**Task details**
Reproduce verbatim the entries below, starting at the line that contains "If you could put a point on the girl in" and continuing through the end of the entries, inclusive.

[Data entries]

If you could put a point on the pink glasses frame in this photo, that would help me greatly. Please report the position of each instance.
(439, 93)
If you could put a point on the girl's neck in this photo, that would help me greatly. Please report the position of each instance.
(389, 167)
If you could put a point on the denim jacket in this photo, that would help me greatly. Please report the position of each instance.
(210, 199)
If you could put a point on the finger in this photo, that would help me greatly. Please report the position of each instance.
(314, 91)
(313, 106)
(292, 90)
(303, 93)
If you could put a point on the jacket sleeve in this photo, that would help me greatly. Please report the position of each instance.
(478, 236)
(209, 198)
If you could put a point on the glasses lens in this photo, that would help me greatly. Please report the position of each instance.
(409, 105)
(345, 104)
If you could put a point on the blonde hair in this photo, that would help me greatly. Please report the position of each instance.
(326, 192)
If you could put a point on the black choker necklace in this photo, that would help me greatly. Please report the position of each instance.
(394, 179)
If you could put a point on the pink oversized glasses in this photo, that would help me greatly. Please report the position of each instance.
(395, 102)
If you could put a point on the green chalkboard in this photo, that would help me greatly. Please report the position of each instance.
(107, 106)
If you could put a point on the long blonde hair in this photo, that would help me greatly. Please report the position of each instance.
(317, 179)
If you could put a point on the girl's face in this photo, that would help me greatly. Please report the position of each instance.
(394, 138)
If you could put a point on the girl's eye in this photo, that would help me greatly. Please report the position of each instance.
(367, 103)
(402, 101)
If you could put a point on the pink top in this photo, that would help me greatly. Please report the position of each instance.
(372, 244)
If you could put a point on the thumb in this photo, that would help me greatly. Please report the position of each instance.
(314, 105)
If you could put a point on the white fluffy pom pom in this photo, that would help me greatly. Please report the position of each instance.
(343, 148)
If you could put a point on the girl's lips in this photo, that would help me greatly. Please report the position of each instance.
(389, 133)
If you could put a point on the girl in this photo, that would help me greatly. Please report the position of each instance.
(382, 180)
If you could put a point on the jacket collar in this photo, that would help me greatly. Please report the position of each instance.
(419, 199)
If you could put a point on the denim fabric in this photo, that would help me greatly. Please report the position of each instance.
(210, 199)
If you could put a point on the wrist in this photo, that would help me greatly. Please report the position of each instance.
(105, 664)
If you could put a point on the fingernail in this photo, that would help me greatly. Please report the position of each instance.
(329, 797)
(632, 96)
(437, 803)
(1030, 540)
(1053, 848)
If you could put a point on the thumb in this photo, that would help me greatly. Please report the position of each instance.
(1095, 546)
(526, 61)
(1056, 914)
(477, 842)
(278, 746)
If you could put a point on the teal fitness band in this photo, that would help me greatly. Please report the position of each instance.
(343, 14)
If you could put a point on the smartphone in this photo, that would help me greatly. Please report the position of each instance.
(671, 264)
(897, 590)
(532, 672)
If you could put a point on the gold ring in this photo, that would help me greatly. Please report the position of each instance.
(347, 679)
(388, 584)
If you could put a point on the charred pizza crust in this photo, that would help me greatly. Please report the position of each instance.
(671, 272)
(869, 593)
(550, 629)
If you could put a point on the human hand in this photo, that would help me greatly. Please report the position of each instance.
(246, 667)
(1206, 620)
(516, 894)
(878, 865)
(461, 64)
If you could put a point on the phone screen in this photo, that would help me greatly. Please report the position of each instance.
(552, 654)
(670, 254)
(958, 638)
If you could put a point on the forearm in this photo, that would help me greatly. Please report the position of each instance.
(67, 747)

**Reply**
If you could put a point on the girl in this photo, that would help me greatly. Please report the position of each instance.
(382, 180)
If you could put a point on the jacket collar in this photo, that would help me greatly. Please report the position of each instance.
(419, 199)
If you could put a point on the denim fabric in this photo, that would help me greatly. Please report the position of each instance.
(210, 199)
If you could put a point on the wrist in this photo, that would help me greatly. Please report the position of each instance.
(105, 664)
If you could put a point on the fingernail in this photo, that would help me greatly. Please report the position of each instance.
(329, 797)
(632, 96)
(437, 803)
(1030, 540)
(1053, 848)
If you could put a point on the thumb in this photo, that would help me greatly. Please report the position of each instance.
(1095, 546)
(526, 61)
(1056, 914)
(477, 842)
(278, 746)
If you could put a point on the teal fitness band in this photo, that would help me greatly. Please report the position of each instance.
(343, 14)
If you could put a point on the smartphone in this photo, that would help me greatly. Please report the position of each instance.
(671, 264)
(897, 590)
(532, 672)
If you could put a point on the gold ring in this photo, that would help me greatly. Please report the position of each instance.
(347, 679)
(388, 584)
If you could put a point on the charred pizza crust in this photo, that would help me greatly. Please report the position of each instance.
(671, 272)
(869, 593)
(550, 629)
If you could put a point on the human hand in this photo, that would help me greatly. Please report the position of each instance.
(246, 667)
(1206, 620)
(516, 894)
(878, 865)
(461, 64)
If you could put a point on the phone screen in this photo, that would help me greatly. Please report the position of each instance.
(552, 654)
(670, 254)
(958, 638)
If you could put a point on the forearm in this photo, that would help me greatly. Please report the position of each instance.
(67, 747)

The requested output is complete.